§ **Your objective**
Repeat the listing below in full, exactly.

§ **Exercise data**
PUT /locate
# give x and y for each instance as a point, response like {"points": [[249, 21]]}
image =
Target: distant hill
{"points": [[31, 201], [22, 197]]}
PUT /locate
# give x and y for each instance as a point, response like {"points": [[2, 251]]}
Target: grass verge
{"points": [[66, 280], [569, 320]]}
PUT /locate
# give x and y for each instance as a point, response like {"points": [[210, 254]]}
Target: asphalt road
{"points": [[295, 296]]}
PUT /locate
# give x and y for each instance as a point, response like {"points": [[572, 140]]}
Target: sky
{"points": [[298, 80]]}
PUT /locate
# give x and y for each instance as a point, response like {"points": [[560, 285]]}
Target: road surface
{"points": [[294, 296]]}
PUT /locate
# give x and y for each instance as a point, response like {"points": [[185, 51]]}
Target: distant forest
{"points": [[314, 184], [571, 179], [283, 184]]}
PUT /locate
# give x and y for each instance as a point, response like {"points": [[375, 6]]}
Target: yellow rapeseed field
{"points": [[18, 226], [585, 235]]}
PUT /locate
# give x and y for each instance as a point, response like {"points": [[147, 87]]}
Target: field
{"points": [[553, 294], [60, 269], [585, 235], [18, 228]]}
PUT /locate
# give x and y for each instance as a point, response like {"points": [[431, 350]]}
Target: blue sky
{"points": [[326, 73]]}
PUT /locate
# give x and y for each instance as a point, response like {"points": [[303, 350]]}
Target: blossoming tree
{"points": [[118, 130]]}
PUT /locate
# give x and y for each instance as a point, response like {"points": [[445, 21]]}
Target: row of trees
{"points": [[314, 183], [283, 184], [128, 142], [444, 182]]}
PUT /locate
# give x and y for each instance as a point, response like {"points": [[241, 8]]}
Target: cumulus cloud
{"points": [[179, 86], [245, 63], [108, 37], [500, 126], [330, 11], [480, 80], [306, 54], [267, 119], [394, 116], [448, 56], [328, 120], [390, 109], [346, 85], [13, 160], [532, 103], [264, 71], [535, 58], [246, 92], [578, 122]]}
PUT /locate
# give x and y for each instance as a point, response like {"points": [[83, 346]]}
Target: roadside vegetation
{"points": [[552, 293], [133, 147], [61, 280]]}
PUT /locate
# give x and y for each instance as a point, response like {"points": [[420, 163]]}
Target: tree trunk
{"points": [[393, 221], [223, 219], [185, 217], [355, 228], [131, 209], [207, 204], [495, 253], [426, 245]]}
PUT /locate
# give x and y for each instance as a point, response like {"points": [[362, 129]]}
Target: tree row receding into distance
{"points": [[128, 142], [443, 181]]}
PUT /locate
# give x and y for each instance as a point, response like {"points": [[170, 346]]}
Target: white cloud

§ **Worked solution**
PUT /locate
# give x and y for each instance as a point, response like {"points": [[249, 21]]}
image =
Target: distant hill
{"points": [[31, 201], [22, 197]]}
PUT /locate
# give x and y for each instance as a point, response like {"points": [[2, 251]]}
Target: grass verge
{"points": [[66, 280], [569, 320]]}
PUT /locate
# give x and y for each instance as a point, response like {"points": [[210, 254]]}
Target: asphalt road
{"points": [[295, 296]]}
PUT /locate
# give x and y for each instance as a point, response like {"points": [[572, 140]]}
Target: sky
{"points": [[298, 80]]}
PUT /locate
# give x and y for each instance as a point, response like {"points": [[560, 285]]}
Target: road surface
{"points": [[294, 296]]}
PUT /locate
# give x and y for each instance as a point, response like {"points": [[185, 51]]}
Target: distant forest
{"points": [[314, 184], [571, 179], [283, 184]]}
PUT /locate
# give x and y for each instance as a point, response like {"points": [[375, 6]]}
Target: yellow rapeseed field
{"points": [[18, 226], [585, 235]]}
PUT /locate
# give x and y for each instance as a point, response like {"points": [[147, 87]]}
Target: field
{"points": [[553, 294], [60, 269], [585, 235], [18, 228]]}
PUT /locate
# give x and y for each instance as a point, response like {"points": [[431, 350]]}
Target: blue sky
{"points": [[326, 73]]}
PUT /locate
# give x and y for each instance as a point, response like {"points": [[303, 350]]}
Target: blossoming tree
{"points": [[118, 130]]}
PUT /locate
# give x and y for each instance as a point, response like {"points": [[445, 21]]}
Target: row of trees
{"points": [[314, 183], [283, 184], [128, 142], [444, 182]]}
PUT /locate
# give x and y for each instance as a point, response like {"points": [[241, 8]]}
Target: cumulus cloud
{"points": [[179, 86], [245, 63], [108, 37], [500, 126], [330, 11], [480, 80], [306, 54], [267, 119], [394, 116], [448, 56], [328, 120], [390, 109], [346, 85], [13, 160], [532, 103], [264, 71], [535, 58], [246, 92], [578, 122]]}
PUT /locate
# give x and y for each instance as a point, response like {"points": [[83, 346]]}
Target: roadside vegetation
{"points": [[552, 293], [133, 147], [61, 280]]}
PUT /locate
# give x and y for each instance as a point, response like {"points": [[420, 163]]}
Target: tree trunk
{"points": [[393, 221], [223, 219], [185, 217], [355, 228], [131, 209], [207, 204], [495, 253], [426, 245]]}
PUT /locate
# give x and y for each instance as a point, response like {"points": [[362, 129]]}
Target: tree row receding into distance
{"points": [[128, 142], [443, 181]]}
PUT /locate
# give x and y for each instance as a point, response like {"points": [[170, 346]]}
Target: white cloud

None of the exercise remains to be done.